_Given task_. Please rewrite the material as a numbered list with no blank lines, from the line with "bandana on head." up to and including the line with "red sofa armrest.", and leave the pictures out of the answer.
-- start of The records --
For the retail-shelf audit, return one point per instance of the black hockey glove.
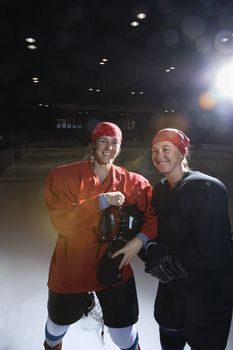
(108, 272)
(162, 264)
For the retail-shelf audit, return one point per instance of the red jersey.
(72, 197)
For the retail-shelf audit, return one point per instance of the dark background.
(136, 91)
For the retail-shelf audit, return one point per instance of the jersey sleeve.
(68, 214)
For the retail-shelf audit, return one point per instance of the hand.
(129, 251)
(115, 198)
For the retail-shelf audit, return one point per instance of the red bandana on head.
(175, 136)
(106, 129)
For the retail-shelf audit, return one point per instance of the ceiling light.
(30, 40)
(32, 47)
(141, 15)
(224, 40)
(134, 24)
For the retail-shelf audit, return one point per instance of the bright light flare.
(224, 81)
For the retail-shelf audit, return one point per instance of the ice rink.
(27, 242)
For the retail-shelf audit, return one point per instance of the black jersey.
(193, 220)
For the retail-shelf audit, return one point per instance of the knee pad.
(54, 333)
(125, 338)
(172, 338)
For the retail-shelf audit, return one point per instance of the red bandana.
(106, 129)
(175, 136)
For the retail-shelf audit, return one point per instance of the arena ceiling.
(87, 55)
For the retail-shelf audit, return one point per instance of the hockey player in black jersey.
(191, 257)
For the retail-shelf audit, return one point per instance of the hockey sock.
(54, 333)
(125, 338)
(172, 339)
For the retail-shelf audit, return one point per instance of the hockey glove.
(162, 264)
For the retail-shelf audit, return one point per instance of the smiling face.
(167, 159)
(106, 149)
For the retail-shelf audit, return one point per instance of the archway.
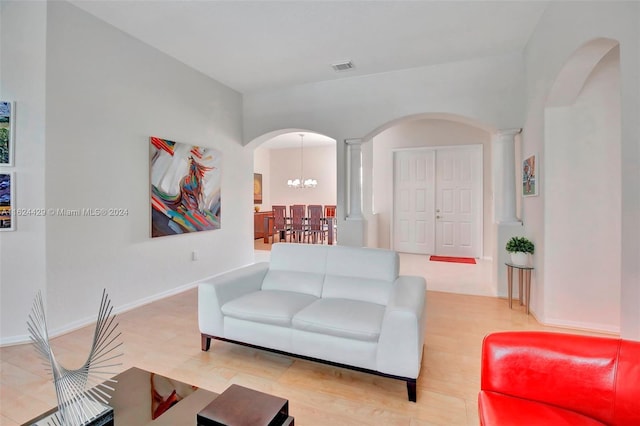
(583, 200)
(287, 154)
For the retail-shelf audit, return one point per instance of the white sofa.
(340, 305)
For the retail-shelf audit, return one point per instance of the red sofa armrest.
-- end of The records --
-- start of The records --
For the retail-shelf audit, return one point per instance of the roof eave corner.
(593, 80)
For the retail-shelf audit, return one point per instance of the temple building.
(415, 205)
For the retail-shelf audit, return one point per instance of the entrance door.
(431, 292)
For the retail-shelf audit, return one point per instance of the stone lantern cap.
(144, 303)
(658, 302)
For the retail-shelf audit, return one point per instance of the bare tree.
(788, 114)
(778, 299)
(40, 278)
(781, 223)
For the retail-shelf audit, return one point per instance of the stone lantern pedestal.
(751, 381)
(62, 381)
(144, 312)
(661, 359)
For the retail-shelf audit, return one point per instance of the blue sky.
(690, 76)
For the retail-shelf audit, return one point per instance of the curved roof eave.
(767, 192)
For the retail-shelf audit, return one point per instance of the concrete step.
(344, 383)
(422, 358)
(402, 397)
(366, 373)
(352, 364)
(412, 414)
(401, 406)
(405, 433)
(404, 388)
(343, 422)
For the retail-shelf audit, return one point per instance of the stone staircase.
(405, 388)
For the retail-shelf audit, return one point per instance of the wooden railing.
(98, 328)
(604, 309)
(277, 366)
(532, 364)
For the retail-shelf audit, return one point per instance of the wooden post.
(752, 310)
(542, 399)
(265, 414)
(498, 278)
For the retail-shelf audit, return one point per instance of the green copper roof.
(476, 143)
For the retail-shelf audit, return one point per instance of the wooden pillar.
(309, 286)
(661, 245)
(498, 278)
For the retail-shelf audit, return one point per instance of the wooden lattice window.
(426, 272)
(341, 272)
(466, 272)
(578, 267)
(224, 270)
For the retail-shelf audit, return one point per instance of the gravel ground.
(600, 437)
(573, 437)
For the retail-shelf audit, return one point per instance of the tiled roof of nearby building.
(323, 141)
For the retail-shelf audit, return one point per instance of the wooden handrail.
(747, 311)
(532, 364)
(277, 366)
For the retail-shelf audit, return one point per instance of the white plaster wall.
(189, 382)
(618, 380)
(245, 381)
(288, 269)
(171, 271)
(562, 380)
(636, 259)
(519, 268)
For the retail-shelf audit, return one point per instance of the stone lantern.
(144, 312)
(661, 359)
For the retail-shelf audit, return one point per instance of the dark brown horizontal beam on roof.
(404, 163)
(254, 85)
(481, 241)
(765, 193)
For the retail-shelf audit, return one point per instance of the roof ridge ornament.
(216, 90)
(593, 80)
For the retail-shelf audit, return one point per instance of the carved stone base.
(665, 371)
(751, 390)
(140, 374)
-- end of The records --
_Full answer_.
1. For the retail-shelf audit, return one point per instance of the red bandana on head.
2. (175, 136)
3. (106, 129)
4. For the retail-shelf audit, return one point per instance of the ceiling light.
5. (30, 40)
6. (32, 47)
7. (141, 15)
8. (224, 40)
9. (134, 24)
10. For the retail-shelf audit, return one point per instance of the bright light flare.
11. (224, 81)
12. For the retail-shelf audit, return one point per instance of the ice rink.
13. (27, 242)
14. For the retail-shelf audit, return one point per instance of the black jersey.
15. (193, 220)
16. For the retail-shelf audit, return one point per instance of the knee pad.
17. (54, 333)
18. (125, 338)
19. (172, 338)
20. For the retail-shelf audit, return one point per instance of the red bandana.
21. (106, 129)
22. (175, 136)
23. For the retail-shelf audit, return one point per instance of the arena ceiling.
24. (87, 55)
25. For the retail-shelf audit, return one point per instance of the hockey player in black jersey.
26. (191, 257)
27. For the retail-shelf audit, return one point per instance of the hockey sock.
28. (54, 333)
29. (125, 338)
30. (172, 339)
31. For the retail-shelf audit, return one point per instance of the hockey glove.
32. (162, 264)
33. For the retail-shelf audit, return one point per instance of the smiling face.
34. (167, 159)
35. (106, 149)
36. For the retail-shelf audit, return one point per instance of the archway.
37. (583, 200)
38. (287, 154)
39. For the retail-shelf audit, return one point per instance of the white sofa.
40. (340, 305)
41. For the retail-shelf audit, return one point per instance of the red sofa armrest.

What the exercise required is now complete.